== TASK DIRECTIONS ==
Show each line of the records in which the word "windshield" occurs.

(Stored data)
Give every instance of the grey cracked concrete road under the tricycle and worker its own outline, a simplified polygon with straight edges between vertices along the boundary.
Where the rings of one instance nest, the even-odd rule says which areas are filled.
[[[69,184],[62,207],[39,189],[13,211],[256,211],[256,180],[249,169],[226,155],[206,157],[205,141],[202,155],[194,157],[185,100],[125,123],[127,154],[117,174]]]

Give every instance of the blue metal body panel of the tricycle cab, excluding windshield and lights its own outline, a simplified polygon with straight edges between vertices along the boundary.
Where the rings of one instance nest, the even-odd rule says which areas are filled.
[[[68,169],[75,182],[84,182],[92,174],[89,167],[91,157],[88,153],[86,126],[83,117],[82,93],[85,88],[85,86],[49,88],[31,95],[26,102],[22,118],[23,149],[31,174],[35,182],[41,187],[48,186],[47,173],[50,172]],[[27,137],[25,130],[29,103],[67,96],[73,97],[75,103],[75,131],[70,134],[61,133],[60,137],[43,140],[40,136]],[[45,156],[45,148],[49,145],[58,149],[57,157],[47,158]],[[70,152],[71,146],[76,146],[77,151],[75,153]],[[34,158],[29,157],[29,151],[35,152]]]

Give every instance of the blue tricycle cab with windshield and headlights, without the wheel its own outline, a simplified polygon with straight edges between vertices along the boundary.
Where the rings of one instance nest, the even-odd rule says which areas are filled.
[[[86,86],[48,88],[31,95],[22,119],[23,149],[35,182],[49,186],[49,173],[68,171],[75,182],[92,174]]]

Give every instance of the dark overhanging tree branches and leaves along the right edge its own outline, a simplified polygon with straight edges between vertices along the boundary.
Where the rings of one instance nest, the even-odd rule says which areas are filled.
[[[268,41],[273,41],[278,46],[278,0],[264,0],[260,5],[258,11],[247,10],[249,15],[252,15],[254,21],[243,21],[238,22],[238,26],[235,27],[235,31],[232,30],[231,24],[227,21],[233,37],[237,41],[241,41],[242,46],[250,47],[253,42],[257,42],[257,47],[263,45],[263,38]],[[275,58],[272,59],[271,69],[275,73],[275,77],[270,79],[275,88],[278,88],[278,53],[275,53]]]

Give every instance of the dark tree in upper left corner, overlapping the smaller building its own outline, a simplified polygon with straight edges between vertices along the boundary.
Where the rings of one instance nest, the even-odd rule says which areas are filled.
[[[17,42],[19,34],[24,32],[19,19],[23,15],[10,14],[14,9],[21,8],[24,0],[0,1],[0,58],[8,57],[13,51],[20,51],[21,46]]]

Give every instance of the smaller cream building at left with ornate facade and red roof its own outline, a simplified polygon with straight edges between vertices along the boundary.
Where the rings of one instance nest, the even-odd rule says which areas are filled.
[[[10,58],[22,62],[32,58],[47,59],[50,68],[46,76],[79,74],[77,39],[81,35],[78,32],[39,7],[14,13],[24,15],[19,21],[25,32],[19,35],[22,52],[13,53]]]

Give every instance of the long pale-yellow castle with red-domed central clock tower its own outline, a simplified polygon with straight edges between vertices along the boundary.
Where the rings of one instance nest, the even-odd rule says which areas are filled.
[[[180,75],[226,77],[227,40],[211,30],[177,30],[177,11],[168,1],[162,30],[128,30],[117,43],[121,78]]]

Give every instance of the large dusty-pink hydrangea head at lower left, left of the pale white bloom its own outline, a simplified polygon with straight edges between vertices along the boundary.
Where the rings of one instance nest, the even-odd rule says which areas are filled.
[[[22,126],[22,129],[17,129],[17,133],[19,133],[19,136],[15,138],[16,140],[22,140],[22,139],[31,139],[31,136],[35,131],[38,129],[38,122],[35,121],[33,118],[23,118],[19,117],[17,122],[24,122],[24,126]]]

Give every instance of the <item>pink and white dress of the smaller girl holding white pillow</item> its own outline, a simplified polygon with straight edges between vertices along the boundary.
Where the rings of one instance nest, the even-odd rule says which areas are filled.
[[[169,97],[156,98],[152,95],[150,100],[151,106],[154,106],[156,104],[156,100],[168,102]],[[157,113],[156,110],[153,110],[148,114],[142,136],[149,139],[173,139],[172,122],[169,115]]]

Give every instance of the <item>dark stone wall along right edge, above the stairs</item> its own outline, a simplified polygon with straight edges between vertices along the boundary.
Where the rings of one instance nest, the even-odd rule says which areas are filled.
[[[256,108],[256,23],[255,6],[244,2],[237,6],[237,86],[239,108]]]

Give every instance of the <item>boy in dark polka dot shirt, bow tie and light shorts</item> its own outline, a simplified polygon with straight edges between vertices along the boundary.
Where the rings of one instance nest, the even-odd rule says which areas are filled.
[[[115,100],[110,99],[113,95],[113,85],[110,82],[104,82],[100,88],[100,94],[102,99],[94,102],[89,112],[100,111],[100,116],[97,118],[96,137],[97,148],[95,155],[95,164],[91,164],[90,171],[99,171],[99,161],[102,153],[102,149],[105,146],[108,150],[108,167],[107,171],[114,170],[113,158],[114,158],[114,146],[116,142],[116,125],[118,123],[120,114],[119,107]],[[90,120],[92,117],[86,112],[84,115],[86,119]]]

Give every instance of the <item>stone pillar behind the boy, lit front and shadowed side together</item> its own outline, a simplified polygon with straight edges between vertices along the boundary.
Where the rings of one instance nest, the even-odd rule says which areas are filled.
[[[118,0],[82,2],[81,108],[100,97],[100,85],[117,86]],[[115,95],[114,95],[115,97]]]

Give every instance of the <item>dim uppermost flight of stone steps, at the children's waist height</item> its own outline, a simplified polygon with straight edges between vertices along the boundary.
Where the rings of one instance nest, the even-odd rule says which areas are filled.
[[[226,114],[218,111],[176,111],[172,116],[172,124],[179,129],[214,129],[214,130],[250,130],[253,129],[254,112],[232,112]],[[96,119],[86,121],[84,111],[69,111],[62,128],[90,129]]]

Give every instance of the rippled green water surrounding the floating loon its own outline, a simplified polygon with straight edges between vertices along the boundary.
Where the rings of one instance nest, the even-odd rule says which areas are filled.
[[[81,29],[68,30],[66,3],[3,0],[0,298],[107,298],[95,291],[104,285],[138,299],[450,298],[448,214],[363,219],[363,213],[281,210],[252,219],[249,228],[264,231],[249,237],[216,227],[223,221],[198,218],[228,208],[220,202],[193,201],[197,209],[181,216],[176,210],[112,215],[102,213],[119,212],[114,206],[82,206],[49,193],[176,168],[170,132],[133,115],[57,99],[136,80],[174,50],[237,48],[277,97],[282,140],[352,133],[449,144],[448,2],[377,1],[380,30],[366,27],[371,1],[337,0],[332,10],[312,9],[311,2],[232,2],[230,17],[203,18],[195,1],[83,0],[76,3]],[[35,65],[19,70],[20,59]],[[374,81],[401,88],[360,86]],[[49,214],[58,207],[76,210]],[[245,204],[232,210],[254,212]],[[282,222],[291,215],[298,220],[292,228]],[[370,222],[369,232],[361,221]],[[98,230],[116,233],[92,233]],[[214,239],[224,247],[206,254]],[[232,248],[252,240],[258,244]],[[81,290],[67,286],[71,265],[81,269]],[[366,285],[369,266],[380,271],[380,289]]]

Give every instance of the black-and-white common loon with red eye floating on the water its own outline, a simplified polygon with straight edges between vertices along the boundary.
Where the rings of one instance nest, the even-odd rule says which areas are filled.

== SOLUTION FOR THIS EXERCISE ==
Give every instance of the blue metal body panel of the tricycle cab, excluding windshield and lights its own outline, a simplified polygon with straight edges between vertices along the boundary.
Give every instance of the blue tricycle cab with windshield and headlights, without the wheel its own outline, a simplified polygon with straight edges between vertices along the boundary.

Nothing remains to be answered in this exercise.